* Dataset entries:

== == ==

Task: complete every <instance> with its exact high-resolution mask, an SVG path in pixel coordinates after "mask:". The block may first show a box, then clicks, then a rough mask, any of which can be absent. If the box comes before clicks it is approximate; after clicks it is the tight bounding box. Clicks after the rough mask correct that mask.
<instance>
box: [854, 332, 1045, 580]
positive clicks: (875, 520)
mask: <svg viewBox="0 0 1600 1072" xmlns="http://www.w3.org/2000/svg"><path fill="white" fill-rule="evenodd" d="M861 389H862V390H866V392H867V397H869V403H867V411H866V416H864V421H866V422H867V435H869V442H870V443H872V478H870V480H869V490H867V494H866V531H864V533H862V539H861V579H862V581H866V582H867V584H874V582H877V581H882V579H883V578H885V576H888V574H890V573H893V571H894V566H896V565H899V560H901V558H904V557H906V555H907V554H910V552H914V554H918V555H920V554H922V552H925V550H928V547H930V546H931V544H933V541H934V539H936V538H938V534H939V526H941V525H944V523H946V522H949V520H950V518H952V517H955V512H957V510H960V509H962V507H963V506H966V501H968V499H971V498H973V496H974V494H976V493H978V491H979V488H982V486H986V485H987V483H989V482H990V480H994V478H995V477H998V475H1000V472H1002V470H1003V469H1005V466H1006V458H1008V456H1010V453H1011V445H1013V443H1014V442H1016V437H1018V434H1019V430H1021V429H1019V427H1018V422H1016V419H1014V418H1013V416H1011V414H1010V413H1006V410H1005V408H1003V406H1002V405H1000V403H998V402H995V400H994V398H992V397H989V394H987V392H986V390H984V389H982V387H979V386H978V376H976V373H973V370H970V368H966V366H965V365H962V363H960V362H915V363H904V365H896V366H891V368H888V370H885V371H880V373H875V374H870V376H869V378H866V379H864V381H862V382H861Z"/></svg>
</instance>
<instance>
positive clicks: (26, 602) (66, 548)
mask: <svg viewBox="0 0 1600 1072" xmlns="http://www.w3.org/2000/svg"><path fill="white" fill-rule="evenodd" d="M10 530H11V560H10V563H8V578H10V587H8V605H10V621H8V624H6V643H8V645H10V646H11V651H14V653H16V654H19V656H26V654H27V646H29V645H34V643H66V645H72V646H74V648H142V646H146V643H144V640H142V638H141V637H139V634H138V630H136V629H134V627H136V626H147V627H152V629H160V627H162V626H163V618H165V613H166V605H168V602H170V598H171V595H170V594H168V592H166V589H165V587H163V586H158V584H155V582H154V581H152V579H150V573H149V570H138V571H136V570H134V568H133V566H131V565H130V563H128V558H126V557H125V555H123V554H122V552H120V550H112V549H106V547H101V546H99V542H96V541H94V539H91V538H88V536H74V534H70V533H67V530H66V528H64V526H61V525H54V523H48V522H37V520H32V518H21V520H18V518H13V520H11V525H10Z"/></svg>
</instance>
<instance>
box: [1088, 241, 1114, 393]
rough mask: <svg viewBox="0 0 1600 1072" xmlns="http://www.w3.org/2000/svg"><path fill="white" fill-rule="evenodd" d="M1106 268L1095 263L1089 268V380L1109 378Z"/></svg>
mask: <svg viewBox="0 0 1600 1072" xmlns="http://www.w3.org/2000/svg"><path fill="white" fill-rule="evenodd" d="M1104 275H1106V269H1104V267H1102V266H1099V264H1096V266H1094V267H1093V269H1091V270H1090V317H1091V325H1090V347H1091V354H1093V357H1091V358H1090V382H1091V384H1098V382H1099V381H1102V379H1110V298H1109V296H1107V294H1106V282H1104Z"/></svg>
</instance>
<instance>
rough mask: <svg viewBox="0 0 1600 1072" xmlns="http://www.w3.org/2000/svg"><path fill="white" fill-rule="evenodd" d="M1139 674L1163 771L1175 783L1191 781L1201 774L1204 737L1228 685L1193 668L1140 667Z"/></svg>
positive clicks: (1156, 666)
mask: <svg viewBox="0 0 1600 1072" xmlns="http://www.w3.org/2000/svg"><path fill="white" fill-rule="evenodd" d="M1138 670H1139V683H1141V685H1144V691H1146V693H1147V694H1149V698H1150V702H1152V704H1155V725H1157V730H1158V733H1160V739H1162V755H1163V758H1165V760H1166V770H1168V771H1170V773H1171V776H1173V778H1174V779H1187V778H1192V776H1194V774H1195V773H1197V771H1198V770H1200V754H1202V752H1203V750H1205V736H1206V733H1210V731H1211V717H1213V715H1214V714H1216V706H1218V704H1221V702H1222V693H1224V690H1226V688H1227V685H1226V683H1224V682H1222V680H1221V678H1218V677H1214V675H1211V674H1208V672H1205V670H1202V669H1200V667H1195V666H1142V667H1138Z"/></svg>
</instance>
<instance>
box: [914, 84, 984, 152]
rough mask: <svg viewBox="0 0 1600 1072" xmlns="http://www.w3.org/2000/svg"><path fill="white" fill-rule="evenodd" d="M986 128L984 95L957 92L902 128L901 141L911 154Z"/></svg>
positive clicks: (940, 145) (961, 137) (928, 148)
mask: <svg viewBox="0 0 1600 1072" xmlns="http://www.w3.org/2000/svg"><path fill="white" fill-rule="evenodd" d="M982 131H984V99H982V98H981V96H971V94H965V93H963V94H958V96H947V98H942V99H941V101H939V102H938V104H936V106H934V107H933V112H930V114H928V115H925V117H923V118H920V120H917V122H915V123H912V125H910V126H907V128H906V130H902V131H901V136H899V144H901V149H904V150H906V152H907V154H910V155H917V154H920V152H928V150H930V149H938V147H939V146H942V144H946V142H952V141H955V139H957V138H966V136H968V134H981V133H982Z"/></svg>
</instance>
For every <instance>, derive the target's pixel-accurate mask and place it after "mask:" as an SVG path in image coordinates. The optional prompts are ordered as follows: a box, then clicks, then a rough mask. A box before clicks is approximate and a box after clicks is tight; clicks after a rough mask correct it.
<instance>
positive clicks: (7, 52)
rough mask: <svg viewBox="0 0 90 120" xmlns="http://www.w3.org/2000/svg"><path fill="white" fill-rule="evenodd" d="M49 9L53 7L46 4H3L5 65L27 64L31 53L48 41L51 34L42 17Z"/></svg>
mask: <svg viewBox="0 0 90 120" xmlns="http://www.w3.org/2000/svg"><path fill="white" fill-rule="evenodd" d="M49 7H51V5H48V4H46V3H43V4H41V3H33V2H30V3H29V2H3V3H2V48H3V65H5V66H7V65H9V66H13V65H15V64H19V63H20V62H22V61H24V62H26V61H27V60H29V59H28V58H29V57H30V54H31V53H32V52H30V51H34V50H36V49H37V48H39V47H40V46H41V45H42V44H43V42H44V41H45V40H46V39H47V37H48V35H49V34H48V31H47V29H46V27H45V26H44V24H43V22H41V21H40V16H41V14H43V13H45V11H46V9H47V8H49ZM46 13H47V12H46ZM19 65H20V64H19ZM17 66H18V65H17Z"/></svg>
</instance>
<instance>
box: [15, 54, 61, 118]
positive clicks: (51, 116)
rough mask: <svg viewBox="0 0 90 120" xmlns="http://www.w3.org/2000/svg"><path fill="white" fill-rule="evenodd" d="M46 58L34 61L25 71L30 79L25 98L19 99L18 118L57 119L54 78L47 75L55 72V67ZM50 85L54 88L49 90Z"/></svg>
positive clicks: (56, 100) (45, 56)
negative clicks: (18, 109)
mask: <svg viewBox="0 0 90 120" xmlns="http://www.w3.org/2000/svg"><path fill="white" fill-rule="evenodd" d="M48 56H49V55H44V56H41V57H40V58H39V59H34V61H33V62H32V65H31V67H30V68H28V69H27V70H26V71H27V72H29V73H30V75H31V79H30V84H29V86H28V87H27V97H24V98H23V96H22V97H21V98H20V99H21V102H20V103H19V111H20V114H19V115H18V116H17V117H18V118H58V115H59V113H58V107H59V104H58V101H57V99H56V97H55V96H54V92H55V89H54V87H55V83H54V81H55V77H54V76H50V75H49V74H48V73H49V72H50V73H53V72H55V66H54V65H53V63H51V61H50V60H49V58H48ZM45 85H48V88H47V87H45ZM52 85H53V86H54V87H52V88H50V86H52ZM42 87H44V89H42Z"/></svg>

== == ==

* WHAT TO PRODUCE: Give the records again from their start through the line with "box: [854, 332, 1045, 580]", changing every "rough mask" to "coarse mask" and keeping everything else the same.

* SOLUTION FOR THIS EXERCISE:
Task: complete every <instance> with its exact high-resolution mask, an SVG path in pixel coordinates after "mask:". The block may first show a box, then clicks, then a coarse mask, any of which can be absent. If the box comes before clicks it is approximate; after clicks it is the tight bounding box. Clicks after the coarse mask correct that mask.
<instance>
box: [854, 332, 1045, 580]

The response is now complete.